TASK REQUIREMENTS => An exact restatement of the records below is expected.

(Stored data entries)
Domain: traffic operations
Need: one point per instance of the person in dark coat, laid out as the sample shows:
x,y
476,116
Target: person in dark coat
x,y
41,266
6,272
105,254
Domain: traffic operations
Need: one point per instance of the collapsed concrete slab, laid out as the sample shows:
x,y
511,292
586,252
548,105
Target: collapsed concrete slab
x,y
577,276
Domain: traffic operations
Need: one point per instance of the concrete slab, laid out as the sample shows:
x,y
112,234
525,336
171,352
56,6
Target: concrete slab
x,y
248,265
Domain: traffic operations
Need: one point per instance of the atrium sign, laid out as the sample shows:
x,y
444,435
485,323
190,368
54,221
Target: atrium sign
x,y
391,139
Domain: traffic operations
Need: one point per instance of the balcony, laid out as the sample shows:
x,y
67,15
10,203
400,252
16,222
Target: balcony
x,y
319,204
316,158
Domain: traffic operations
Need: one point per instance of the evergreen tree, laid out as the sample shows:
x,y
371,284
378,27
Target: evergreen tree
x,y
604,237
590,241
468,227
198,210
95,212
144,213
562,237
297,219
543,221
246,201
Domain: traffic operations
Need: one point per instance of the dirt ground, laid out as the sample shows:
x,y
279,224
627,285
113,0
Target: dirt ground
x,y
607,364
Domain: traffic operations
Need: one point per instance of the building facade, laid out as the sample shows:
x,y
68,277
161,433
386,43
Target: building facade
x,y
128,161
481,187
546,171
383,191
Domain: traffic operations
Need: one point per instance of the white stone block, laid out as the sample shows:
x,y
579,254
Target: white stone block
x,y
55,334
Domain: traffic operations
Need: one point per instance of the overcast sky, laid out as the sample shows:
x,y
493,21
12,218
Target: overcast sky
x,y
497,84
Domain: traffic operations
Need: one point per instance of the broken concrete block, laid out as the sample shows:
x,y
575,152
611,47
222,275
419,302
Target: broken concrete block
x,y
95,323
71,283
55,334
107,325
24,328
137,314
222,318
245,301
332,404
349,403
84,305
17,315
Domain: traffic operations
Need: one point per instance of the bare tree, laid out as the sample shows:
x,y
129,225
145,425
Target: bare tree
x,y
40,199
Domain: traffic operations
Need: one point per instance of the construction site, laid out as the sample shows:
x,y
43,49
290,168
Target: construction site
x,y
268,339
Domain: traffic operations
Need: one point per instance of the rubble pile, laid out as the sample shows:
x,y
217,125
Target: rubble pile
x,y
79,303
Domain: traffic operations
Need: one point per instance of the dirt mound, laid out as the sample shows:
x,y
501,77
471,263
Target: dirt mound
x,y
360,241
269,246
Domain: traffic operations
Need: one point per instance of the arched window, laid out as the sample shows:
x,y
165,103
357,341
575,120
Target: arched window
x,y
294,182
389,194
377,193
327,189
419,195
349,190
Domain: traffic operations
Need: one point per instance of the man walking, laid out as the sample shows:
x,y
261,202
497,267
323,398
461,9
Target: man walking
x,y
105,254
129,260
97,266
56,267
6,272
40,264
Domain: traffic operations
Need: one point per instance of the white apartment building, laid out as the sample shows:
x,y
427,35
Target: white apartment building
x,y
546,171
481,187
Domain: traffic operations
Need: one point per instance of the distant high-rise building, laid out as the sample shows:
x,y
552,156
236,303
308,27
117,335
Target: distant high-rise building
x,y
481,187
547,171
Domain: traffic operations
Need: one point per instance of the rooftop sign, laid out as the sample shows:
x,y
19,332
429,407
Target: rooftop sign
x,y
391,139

WRITTEN RESPONSE =>
Domain: traffic operations
Need: one point per instance of the person in dark coat, laid out as the sample shows:
x,y
476,116
Target: person in dark coat
x,y
41,266
6,272
105,254
Domain: traffic operations
Need: one point per instance of the collapsed concrete slab, laid out as the sample shows:
x,y
511,292
586,252
548,105
Target: collapsed concrete slab
x,y
577,276
Domain: traffic operations
Need: one point per instance of the concrete slab, laid out as the sample shows:
x,y
112,234
525,336
171,352
56,6
Target: concrete slab
x,y
248,265
Domain: traffic operations
Need: one point per instance of the atrium sign, laid out as the sample shows:
x,y
444,435
485,323
190,368
54,221
Target: atrium sign
x,y
391,139
Domain: traffic operations
Need: one point per instance of the balcony, laid out as the sample shows:
x,y
67,15
10,203
400,252
16,222
Target: balcony
x,y
319,204
316,158
Domain: traffic operations
Need: one point per instance of the evergreen tree, laid out as the sample shows:
x,y
371,284
378,27
Target: evergreen tree
x,y
604,237
590,241
468,227
198,210
95,212
144,213
562,237
297,219
543,221
246,201
Domain: traffic operations
Need: one point per instance of the dirt ground, laid out as the sample shows:
x,y
279,224
627,285
113,0
Target: dirt ground
x,y
607,364
Domain: traffic operations
Need: one point per instance of the building facade, laid out as the sample shows:
x,y
68,277
161,433
386,43
Target: building facade
x,y
128,161
481,187
546,171
383,191
Domain: traffic operations
Need: one point per instance of the white stone block, laid out as the sample shows:
x,y
579,254
Target: white stone block
x,y
55,334
Domain: traffic operations
Need: one point per instance of the overcast sky, laid out as the sample shows:
x,y
493,21
12,218
Target: overcast sky
x,y
497,84
Domain: traffic operations
Need: one point per instance of the broken concrete block, laid out as the sample shows:
x,y
575,152
611,47
222,275
419,302
Target: broken concrete block
x,y
95,323
71,283
55,334
107,325
24,328
137,314
222,318
245,301
332,404
349,403
84,305
17,315
Domain: traffic operations
Need: one point per instance of the bare tree, laid out as the sample shows:
x,y
129,225
145,425
Target: bare tree
x,y
40,199
Domain: traffic operations
Need: one point per instance of the construction site, laid out as the sample shows:
x,y
43,49
290,168
Target: construction site
x,y
268,339
Domain: traffic operations
Need: one point per instance of the rubble pile, laid out as the sample shows:
x,y
217,125
Target: rubble pile
x,y
79,303
Domain: traffic operations
Need: one point per instance of the dirt mound, laid out as the sample shows:
x,y
501,77
471,263
Target: dirt mound
x,y
360,241
269,246
Domain: traffic operations
Need: one point per instance of the arched window, laid out as the sample shows:
x,y
165,103
357,341
575,120
Target: arched window
x,y
294,182
389,194
377,193
327,189
419,195
349,190
Domain: traffic operations
Need: one point per instance of the man walking, laid out as the sample shows:
x,y
261,202
497,267
323,398
461,9
Target: man walking
x,y
105,254
129,260
97,266
56,267
6,272
40,264
Domain: traffic operations
Need: one point per instance of the white apartment building, laid out as the sample shows:
x,y
427,35
Target: white apartment building
x,y
546,171
481,187
Domain: traffic operations
Need: one point per instance of the distant high-rise building, laid out as the sample shows:
x,y
552,156
236,303
308,27
117,335
Target: distant high-rise building
x,y
481,187
547,171
Domain: traffic operations
Need: one point per instance of the rooftop sign, laid out as the sample shows:
x,y
19,332
429,407
Target: rooftop sign
x,y
391,139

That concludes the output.